TEXT PASSAGE:
******************************

Albania’s energy industry is relatively small when compared against giants such as Russia, Saudi Arabia, or the United States, but Bankers control of Albania’s market is a highly strategic move that allows Bankers to command lower prices for consumables, and influence infrastructure development in the nation.

According to the U.S. Energy Information Administration, in 2013, Albanian crude production was 17.01 million barrels, and Bankers produced 6.63 million barrels of that total. This represents 39% of the total Albanian crude production; a significant market share that has only been bolstered by the acquisition of Sherwood International Petroleum, and an attempted privatization of Albpetrol by Bankers. This behaviour shows that Bankers is certainly interested in becoming a consolidating force and growing its share of the Albanian crude market.

As Albania is not a member of the European Union, the country sets its own environment and commodity regulations. Currently, regulation is remarkably lenient to encourage foreign investment. However, be advised that this leniency is at risk of Albania joining the European Union and adopting much stricter regulation.

Business History

In June 2004, Bankers acquired an interest in the Patos-Marinza heavy oilfield in Albania.

The Patos-Marinza License and Petroleum Agreements provided 24 months to evaluate the Patos-Marinza field and propose a plan of development to Albpetrol and the Albanian National Agency of Natural Resources.

Bankers completed the evaluation phase of the field in December 2005, and submitted a proposal of development. Albpetrol and the National Agency of Natural Resources approved the proposal of development in March 2006.

These approvals allowed Bankers to take over the existing wells in the field within the development area and sell oil for a period of 25 years with options to extend for further five-year increments, subject to approvals.

******************************

PROVIDED RECORDS:
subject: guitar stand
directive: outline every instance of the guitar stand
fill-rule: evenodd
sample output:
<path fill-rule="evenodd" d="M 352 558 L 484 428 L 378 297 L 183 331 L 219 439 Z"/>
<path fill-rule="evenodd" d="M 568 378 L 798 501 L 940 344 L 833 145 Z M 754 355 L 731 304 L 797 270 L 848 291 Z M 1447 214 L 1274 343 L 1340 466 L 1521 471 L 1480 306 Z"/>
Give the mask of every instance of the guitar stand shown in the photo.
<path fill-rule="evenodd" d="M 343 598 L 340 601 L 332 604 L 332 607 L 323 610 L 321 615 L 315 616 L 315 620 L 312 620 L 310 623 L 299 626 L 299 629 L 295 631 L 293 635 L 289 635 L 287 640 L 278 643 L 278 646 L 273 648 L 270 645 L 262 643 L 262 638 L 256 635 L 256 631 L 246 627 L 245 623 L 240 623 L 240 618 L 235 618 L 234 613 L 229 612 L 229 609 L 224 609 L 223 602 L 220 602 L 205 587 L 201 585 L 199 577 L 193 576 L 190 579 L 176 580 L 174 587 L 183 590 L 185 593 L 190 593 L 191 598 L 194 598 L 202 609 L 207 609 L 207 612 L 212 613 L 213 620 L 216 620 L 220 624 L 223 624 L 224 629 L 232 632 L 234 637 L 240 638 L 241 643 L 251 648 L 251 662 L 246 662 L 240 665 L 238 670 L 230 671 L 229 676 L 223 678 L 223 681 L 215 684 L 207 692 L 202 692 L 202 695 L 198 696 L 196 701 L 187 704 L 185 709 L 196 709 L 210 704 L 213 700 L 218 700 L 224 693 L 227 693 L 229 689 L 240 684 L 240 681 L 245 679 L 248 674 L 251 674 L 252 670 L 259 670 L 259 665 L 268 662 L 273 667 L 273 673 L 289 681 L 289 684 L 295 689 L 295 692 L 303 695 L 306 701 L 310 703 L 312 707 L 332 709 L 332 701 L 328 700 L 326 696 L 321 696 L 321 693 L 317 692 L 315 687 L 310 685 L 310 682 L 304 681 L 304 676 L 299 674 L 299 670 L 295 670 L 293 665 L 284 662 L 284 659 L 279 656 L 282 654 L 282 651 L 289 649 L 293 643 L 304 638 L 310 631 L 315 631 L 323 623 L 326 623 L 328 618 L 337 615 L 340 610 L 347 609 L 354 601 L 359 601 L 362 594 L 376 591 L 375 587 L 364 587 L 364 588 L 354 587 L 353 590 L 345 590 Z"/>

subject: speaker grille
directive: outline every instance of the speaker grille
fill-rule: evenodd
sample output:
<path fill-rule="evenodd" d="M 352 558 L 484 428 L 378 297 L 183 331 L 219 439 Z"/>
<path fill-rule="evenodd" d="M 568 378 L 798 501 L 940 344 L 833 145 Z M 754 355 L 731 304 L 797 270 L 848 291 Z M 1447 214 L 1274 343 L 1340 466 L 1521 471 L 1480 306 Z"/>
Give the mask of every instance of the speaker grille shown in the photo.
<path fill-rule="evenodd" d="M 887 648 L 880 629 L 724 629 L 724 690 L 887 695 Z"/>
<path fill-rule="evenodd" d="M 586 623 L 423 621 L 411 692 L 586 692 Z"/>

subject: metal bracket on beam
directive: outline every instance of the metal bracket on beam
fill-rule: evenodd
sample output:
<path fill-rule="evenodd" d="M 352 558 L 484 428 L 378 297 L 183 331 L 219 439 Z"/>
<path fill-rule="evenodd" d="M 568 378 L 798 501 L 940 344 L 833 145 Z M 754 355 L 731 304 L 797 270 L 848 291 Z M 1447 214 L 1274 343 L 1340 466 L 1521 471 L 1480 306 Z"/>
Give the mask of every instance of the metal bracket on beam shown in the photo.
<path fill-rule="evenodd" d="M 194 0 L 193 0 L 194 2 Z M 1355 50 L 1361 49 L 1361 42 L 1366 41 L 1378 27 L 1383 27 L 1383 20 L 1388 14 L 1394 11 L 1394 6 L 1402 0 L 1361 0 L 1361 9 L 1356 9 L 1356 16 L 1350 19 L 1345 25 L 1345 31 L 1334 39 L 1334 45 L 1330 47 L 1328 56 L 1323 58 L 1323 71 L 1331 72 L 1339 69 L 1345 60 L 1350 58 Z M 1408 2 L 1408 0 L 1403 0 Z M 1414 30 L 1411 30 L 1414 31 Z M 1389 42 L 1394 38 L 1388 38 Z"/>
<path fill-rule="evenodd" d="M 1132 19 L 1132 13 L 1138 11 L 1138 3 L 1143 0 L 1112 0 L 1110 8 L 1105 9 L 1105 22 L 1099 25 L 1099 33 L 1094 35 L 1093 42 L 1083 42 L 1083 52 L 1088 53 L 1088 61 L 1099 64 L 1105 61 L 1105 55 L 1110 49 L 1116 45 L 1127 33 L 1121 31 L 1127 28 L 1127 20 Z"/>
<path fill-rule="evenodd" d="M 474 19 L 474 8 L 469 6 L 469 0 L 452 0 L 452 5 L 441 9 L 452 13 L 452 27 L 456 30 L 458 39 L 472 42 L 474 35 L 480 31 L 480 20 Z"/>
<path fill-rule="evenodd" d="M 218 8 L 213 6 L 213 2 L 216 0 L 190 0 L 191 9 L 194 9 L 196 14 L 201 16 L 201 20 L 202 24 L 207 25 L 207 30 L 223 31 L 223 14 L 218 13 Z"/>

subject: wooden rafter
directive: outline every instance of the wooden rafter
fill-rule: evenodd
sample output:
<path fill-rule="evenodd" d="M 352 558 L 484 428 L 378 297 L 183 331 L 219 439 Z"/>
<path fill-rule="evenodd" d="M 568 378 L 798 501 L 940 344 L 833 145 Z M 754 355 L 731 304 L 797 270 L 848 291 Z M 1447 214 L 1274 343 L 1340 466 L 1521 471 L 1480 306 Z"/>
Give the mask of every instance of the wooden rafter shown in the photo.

******************************

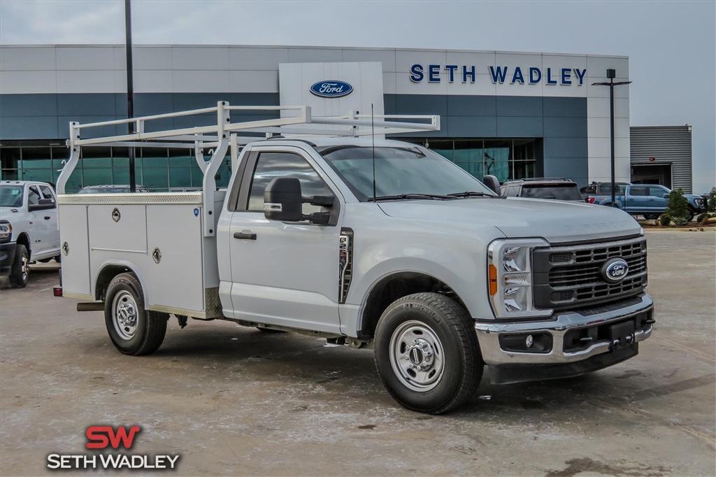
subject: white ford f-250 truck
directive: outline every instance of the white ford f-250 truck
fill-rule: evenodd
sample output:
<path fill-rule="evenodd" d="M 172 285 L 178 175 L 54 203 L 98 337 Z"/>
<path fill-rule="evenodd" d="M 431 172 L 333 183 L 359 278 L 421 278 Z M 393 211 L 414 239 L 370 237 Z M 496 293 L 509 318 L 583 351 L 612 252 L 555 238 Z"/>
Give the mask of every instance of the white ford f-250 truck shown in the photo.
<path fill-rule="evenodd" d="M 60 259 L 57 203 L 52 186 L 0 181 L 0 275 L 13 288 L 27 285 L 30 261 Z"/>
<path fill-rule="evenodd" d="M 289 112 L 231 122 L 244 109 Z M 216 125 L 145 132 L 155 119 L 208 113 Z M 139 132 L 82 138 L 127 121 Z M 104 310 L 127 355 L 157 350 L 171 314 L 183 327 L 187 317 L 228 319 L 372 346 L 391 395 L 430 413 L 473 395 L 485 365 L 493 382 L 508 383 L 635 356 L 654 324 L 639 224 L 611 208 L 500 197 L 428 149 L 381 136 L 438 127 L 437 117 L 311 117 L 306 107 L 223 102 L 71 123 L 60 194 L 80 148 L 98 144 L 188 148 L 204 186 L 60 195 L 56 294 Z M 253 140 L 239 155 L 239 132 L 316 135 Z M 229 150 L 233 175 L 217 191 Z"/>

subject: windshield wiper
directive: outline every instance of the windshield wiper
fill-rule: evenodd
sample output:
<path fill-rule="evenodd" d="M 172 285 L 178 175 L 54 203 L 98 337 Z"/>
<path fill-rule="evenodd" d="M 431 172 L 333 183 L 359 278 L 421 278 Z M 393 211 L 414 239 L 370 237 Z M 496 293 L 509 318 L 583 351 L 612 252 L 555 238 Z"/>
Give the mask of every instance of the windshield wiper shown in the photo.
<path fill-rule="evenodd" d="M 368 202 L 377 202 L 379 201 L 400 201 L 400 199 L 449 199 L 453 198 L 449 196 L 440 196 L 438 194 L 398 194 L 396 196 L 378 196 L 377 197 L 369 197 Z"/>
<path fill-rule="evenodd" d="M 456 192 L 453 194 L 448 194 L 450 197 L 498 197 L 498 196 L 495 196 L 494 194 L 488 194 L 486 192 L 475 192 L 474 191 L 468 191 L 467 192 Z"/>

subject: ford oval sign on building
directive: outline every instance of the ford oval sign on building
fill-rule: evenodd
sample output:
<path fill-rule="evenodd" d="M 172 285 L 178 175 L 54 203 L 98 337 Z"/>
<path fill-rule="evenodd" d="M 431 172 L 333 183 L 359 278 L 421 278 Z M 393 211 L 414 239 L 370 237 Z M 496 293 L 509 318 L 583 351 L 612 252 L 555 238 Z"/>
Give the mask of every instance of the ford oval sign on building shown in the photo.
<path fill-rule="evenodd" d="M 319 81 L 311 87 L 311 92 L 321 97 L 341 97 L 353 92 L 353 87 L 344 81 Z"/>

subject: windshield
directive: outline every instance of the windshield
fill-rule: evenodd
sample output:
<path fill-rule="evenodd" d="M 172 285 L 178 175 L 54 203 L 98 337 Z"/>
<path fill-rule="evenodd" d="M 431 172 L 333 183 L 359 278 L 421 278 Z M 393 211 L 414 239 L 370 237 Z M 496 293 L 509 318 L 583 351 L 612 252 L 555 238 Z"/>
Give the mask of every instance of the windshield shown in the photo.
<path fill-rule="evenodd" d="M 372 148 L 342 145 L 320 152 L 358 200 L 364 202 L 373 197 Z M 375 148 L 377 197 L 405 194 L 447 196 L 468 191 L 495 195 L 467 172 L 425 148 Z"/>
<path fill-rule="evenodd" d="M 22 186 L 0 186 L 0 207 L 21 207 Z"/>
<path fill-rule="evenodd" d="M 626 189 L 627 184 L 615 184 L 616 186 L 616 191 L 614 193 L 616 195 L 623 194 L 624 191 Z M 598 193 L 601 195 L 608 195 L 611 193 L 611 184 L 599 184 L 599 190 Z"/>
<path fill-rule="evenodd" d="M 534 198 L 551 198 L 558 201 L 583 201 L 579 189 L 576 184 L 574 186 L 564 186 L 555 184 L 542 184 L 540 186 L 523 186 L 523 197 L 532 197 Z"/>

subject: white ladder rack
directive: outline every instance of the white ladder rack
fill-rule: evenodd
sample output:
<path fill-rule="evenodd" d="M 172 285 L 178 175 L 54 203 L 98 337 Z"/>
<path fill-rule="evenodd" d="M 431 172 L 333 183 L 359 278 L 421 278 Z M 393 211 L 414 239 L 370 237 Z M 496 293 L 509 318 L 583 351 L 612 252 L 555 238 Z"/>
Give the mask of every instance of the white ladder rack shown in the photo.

******************************

COMPLETE THE FOLLOWING:
(1) In the passage about Albania's oil industry, how many barrels of crude did Bankers produce in 2013?
(2) Repeat everything from "In June 2004, Bankers" down to "of Natural Resources." in the passage about Albania's oil industry.
You won't need the data for this.

EXPECTED OUTPUTS:
(1) 6.63 million barrels.

(2)
In June 2004, Bankers acquired an interest in the Patos-Marinza heavy oilfield in Albania.

The Patos-Marinza License and Petroleum Agreements provided 24 months to evaluate the Patos-Marinza field and propose a plan of development to Albpetrol and the Albanian National Agency of Natural Resources.